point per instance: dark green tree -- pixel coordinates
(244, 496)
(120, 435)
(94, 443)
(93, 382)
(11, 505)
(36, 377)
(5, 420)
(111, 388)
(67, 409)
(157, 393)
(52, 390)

++++

## What is required
Word for word, restate the material above.

## Solution
point per instance: dark green tree -- pixel coordinates
(244, 496)
(120, 435)
(94, 443)
(93, 382)
(11, 505)
(36, 377)
(5, 420)
(111, 388)
(67, 409)
(157, 393)
(52, 390)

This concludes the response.